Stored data
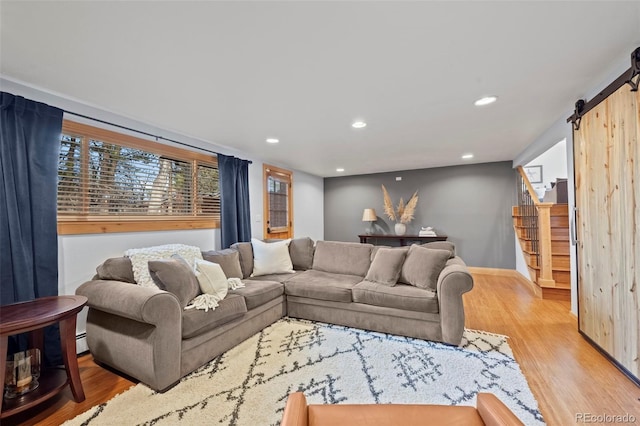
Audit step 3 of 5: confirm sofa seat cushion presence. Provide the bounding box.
[182,292,247,339]
[242,271,302,284]
[229,280,284,310]
[352,281,438,314]
[284,269,362,303]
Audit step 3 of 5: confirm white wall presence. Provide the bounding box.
[513,52,631,315]
[527,139,567,189]
[0,76,324,352]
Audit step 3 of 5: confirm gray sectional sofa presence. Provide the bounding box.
[76,238,473,391]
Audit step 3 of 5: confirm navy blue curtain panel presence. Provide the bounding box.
[218,154,251,248]
[0,92,63,365]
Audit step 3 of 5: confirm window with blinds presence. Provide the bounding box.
[58,121,220,233]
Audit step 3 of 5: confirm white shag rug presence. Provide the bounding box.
[65,318,544,426]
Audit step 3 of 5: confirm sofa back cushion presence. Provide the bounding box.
[96,257,136,284]
[398,244,451,291]
[202,249,244,279]
[313,241,373,277]
[289,237,315,271]
[364,248,409,286]
[149,255,200,308]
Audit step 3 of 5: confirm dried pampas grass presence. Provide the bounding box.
[382,185,418,224]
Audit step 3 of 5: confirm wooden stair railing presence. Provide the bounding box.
[513,167,570,300]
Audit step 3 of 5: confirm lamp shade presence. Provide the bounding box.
[362,209,378,222]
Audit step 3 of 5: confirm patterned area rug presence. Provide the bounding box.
[65,318,544,426]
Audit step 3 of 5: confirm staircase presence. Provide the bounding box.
[512,168,571,301]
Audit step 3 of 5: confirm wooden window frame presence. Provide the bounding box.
[262,164,293,238]
[58,120,220,235]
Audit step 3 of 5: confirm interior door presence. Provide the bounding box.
[574,84,640,381]
[263,164,293,239]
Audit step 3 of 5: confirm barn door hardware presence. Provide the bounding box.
[627,47,640,92]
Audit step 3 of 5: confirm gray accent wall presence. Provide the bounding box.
[324,161,516,269]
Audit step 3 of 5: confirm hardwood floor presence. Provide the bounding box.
[2,273,640,425]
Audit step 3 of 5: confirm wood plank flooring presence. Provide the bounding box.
[2,271,640,425]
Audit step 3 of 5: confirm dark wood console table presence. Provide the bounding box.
[358,234,447,246]
[0,296,87,418]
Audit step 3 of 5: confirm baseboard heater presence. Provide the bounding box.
[76,333,89,355]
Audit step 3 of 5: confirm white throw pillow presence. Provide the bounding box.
[251,238,293,277]
[194,259,229,300]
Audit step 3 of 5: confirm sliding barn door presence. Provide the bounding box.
[574,84,640,381]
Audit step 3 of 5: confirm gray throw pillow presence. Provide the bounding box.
[399,244,451,291]
[96,257,136,284]
[202,249,243,279]
[149,255,200,308]
[422,241,456,259]
[364,248,407,287]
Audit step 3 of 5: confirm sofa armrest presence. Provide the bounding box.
[76,280,182,325]
[437,257,473,345]
[476,393,524,426]
[280,392,309,426]
[76,280,182,391]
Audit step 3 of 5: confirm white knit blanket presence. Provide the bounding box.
[124,244,202,287]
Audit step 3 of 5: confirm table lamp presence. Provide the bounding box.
[362,209,378,235]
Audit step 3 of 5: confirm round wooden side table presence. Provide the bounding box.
[0,296,87,418]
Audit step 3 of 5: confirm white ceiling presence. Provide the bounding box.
[0,0,640,177]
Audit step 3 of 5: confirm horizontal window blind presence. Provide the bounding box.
[58,123,220,226]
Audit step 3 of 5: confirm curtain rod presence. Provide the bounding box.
[62,109,253,164]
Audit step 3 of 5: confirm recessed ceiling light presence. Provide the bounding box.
[473,96,498,106]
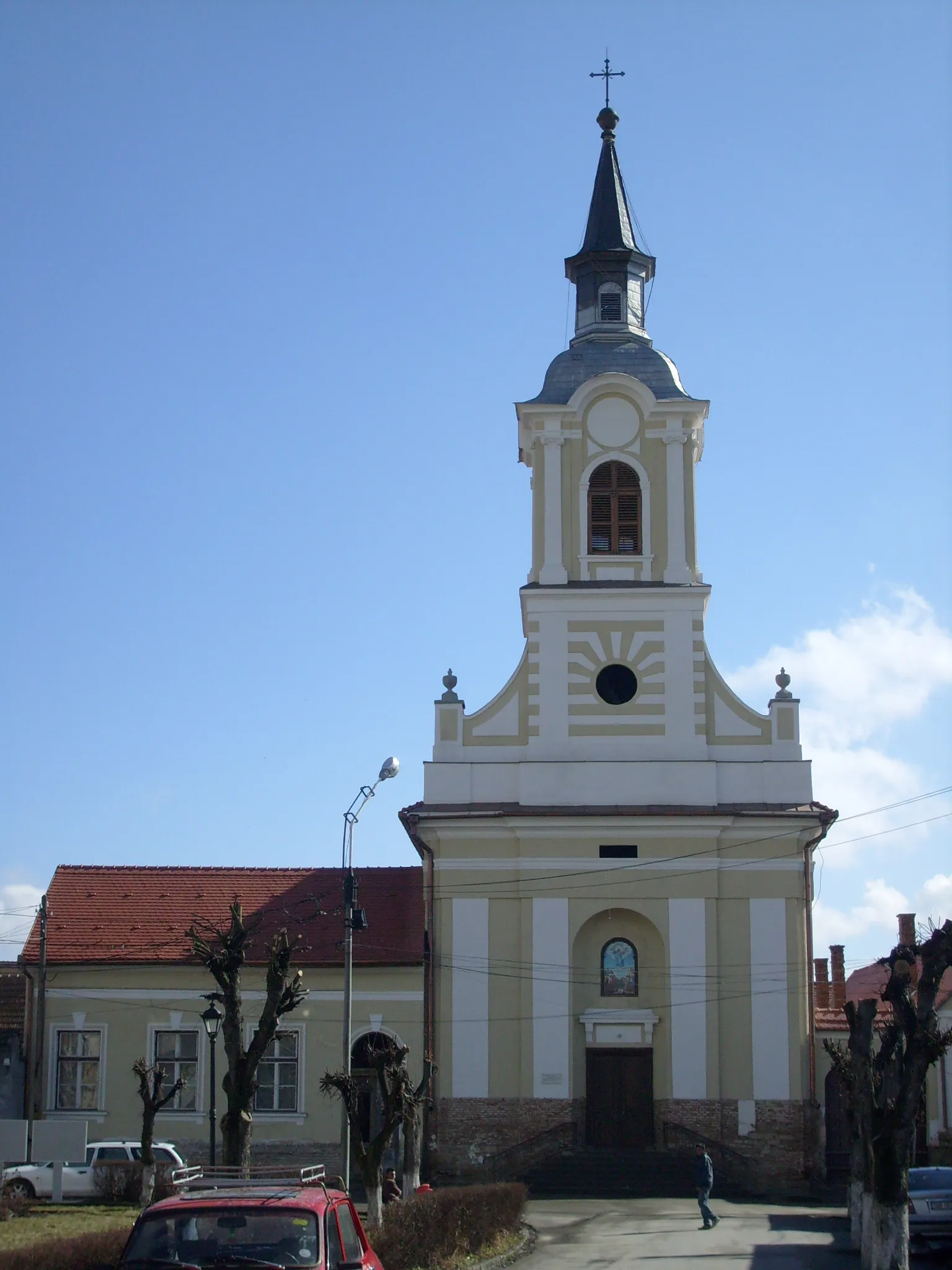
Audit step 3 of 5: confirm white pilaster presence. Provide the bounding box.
[532,899,570,1099]
[453,899,488,1099]
[750,899,790,1100]
[668,899,707,1099]
[661,420,690,583]
[538,418,569,587]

**Exercise goal:** Quote the rows word for word, starting with the line that contains "Audit step 3 of 5: confirm gray throw" and ending with the last row, with both ends included. Leave the pictures out.

**Written answer:**
Audit step 3 of 5: confirm gray throw pillow presence. Provide the bounding box.
[399,244,451,291]
[96,257,136,284]
[202,249,243,279]
[149,255,200,308]
[422,241,456,259]
[364,248,407,287]
Audit step 3 of 5: confirm sofa armrest presence. Provide the bounding box.
[76,280,182,325]
[437,257,473,345]
[476,393,524,426]
[280,392,309,426]
[76,280,182,391]
Audit step 3 of 5: confirm white knit blanket presence. Provide the bounding box.
[124,244,202,287]
Audit step 3 of 5: confirm table lamp presence. Provide the bounding box.
[362,209,378,235]
Audit step 3 of 5: confirm round wooden side table presence. Provide the bounding box.
[0,296,87,418]
Audit step 3 of 5: confirm white ceiling presence. Provide the bounding box.
[0,0,640,177]
Audit step 3 of 5: confirm horizontal window blind presence. Provide the bounding box.
[58,123,220,226]
Audit step 3 of 5: confirm curtain rod presence. Provide the bounding box.
[62,109,253,164]
Audit step 3 of 5: confirm recessed ceiling light presence. Provide the bounding box.
[473,96,498,106]
Audit step 3 of 5: confirm white pilaster presence. Provide the bounding box.
[532,899,570,1099]
[453,899,488,1099]
[750,899,790,1100]
[668,899,707,1099]
[661,420,690,583]
[538,418,569,587]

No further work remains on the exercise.